Excerpts from a location annotation dataset:
• • •

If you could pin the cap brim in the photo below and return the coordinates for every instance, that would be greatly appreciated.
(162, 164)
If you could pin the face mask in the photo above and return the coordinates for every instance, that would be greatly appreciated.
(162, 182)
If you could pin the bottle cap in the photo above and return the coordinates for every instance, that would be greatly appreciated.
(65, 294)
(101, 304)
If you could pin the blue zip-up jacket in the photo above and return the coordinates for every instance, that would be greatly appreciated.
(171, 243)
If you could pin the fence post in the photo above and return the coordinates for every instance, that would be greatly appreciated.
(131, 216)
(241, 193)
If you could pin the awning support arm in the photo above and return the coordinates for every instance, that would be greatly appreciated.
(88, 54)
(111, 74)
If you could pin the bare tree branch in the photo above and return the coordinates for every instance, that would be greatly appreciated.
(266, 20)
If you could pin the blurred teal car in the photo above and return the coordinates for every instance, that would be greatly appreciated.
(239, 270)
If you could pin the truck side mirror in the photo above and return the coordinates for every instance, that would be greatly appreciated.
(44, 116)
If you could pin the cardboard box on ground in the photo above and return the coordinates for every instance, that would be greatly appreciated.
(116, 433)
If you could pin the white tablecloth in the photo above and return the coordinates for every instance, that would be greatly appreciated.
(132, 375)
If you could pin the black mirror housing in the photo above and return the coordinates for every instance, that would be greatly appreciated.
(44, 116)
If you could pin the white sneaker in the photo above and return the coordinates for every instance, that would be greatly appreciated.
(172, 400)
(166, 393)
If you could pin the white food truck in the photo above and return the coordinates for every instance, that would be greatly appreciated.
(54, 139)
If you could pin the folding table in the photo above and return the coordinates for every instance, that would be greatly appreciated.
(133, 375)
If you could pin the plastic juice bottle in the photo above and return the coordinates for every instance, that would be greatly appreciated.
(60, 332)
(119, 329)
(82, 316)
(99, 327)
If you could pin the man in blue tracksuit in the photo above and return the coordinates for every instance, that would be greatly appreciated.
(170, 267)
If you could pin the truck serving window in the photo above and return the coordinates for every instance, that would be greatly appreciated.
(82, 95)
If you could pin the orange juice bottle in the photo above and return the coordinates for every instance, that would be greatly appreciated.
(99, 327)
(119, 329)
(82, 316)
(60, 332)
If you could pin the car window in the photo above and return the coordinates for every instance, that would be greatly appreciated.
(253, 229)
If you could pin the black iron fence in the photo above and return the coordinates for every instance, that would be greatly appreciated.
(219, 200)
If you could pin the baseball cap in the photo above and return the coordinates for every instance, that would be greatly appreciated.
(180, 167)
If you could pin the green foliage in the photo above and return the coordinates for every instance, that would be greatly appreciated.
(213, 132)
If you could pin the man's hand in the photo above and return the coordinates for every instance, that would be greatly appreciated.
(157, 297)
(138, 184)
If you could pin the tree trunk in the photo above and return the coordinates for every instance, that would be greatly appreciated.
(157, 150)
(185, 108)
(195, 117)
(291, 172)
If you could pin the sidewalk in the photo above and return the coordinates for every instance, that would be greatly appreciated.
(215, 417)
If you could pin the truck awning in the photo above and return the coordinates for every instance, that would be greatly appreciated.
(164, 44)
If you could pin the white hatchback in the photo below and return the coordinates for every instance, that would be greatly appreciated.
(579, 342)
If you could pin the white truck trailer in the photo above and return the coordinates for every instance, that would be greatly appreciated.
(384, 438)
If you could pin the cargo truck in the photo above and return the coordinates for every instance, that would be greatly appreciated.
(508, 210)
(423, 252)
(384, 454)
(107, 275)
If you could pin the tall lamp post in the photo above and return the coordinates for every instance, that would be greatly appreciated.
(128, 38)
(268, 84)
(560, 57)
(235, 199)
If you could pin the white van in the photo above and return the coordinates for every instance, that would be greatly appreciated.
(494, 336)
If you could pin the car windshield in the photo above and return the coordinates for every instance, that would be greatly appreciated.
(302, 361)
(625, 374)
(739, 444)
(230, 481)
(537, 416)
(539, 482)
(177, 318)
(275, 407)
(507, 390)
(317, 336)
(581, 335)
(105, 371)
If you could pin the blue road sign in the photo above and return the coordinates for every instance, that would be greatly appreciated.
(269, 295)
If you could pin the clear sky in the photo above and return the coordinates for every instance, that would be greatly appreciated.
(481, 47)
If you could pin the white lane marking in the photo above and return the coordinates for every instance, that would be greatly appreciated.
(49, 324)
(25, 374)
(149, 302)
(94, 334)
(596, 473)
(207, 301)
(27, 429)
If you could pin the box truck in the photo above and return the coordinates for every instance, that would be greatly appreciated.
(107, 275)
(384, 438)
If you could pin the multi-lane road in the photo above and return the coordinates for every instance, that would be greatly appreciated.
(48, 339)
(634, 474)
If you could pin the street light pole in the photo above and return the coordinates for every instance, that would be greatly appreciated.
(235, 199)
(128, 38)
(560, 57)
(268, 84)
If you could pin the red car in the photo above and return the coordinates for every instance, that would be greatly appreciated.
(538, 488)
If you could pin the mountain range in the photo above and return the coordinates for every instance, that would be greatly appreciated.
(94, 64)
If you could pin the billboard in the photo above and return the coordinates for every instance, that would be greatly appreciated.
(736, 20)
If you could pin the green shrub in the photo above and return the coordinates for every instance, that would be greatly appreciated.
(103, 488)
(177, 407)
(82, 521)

• • •

## Work to complete:
Swap every "greatly appreciated" in the data above for "much appreciated", leaving everything else untouched.

## Output for this exercise:
If you could pin the cap brim in the photo below and return the coordinates for every instance, that would be much appreciated.
(162, 164)
If you could pin the face mask in the photo above and return the coordinates for every instance, that would be much appreciated.
(162, 182)
If you could pin the bottle cap in the photo above and return the coordinates for every instance, that would be much appreciated.
(65, 294)
(101, 304)
If you could pin the blue zip-up jacket in the photo above and return the coordinates for every instance, that would be much appreciated.
(171, 243)
If you could pin the fence post in the photo above and return the coordinates for every instance, that would be much appreciated.
(131, 216)
(241, 193)
If you could pin the awning support arm in the photo above and return the coordinates for every instance, that would be much appreciated.
(88, 54)
(111, 74)
If you could pin the bare tree branch in the photo above and return the coordinates for every instance, that would be much appreciated.
(266, 20)
If you could pin the blurred teal car in the photo above and return the coordinates for every instance, that would be much appreciated.
(239, 270)
If you could pin the truck side mirror in the photo above and return the coordinates for every instance, that would be much appreciated.
(44, 116)
If you could pin the cardboard box on ground in the photo above and return the coordinates for every instance, that would be much appreciated.
(116, 433)
If you could pin the white tablecloth in the photo above and return the coordinates for every instance, that would be much appreciated.
(132, 375)
If you could pin the black mirror housing in the photo above and return the coordinates for every instance, that would be much appreciated.
(44, 116)
If you could pin the white sneaker in the photo above and return the coordinates for every instance, that would be much appreciated.
(172, 400)
(166, 393)
If you could pin the white food truck in the photo above and return the coordinates for every instance, that would be much appreciated.
(54, 139)
If you could pin the folding table in the photo above and return the coordinates for every instance, that would be much appreciated.
(133, 375)
If you could pin the plastic juice bottle in the photo above and return the coordinates for every instance, that would be much appreciated.
(60, 332)
(119, 329)
(82, 316)
(99, 327)
If you could pin the man in blue tracksuit in the photo above and return the coordinates for every instance, that would be much appreciated.
(170, 267)
If you could pin the truck serving window in the photo above and return the coordinates for every instance, that would be much appreciated.
(82, 95)
If you could pin the orange juice bottle in the photo above and return the coordinates for every instance, that would be much appreciated.
(99, 327)
(119, 329)
(82, 316)
(60, 332)
If you could pin the car window in the photo above and return the coordinates for every instance, that would be much appreciated.
(253, 229)
If you could pin the black iron fence in the photo above and return the coordinates for every instance, that would be much appreciated.
(219, 200)
If you could pin the baseball cap in the photo above and return the coordinates for every instance, that would be much appreciated.
(180, 167)
If you could pin the green foliage in the photo above and return the coordinates for every instance, that would be much appreciated.
(213, 132)
If you could pin the man's hand in the photo above and return the coordinates for every instance, that would be much appreciated.
(157, 297)
(138, 184)
If you could pin the tree trunk in the photo above and return the coordinates for every instance, that would be much appreciated.
(157, 150)
(185, 108)
(195, 117)
(291, 172)
If you could pin the sidewalk in the photo above and return the coordinates for every instance, that would be much appreciated.
(215, 417)
If you could pin the truck awning in the photo above and return the coordinates for every instance, that would be much appreciated.
(164, 44)
If you could pin the white hatchback in the photo below and return the coordinates for every instance, that would be much appreciated.
(579, 342)
If you could pin the white truck trailer in the photo above and return the coordinates for every instance, that would be much appreciated.
(384, 438)
If you could pin the cargo truck in the photo above and return the coordinates for every instance, that would be much appreciated.
(508, 210)
(423, 252)
(384, 454)
(107, 275)
If you could pin the tall lamp post in the photo above and return the coordinates for every instance, that would be much appreciated.
(128, 38)
(268, 84)
(560, 57)
(235, 199)
If you could pin the white van in the photo above and return the coordinates for every instance, that would be much appreciated.
(494, 336)
If you could pin the car windshield in the photo above and return the coordinates for every instance, that would be much appreciated.
(302, 361)
(625, 374)
(739, 444)
(230, 481)
(537, 416)
(539, 482)
(177, 318)
(275, 407)
(507, 390)
(317, 336)
(581, 335)
(105, 371)
If you could pin the blue road sign in the photo above and return the coordinates for every instance, that would be much appreciated.
(269, 295)
If you could pin the clear sky in the photo above and return the coordinates for every instance, that would be much appreciated.
(481, 47)
If you could pin the white lane marking in the photo above and return the coordinates for every instance, that would be much appreciated.
(49, 324)
(25, 374)
(149, 302)
(94, 334)
(596, 473)
(207, 301)
(27, 429)
If you could pin the box truck in the photo above and return the coordinates for every instance, that would be much appreciated.
(107, 275)
(384, 438)
If you could pin the multi-lane road in the photo above and return the coordinates for every instance, that would be much appreciated.
(48, 339)
(634, 474)
If you could pin the street light pole in the photo above and return the coordinates for every instance, that would be much appreciated.
(235, 199)
(128, 38)
(560, 57)
(268, 84)
If you could pin the red car in the photo above and return the coordinates for every instance, that would be much appreciated.
(538, 488)
If you could pin the mountain range in the photo above and return the coordinates for every instance, that would be much appreciated.
(94, 64)
If you could pin the billboard in the photo above and return the coordinates for every instance, that would be much appreciated.
(736, 20)
If you could pin the green shrub in the photo above and return the coordinates for every instance, that would be much appreciated.
(103, 488)
(177, 407)
(82, 521)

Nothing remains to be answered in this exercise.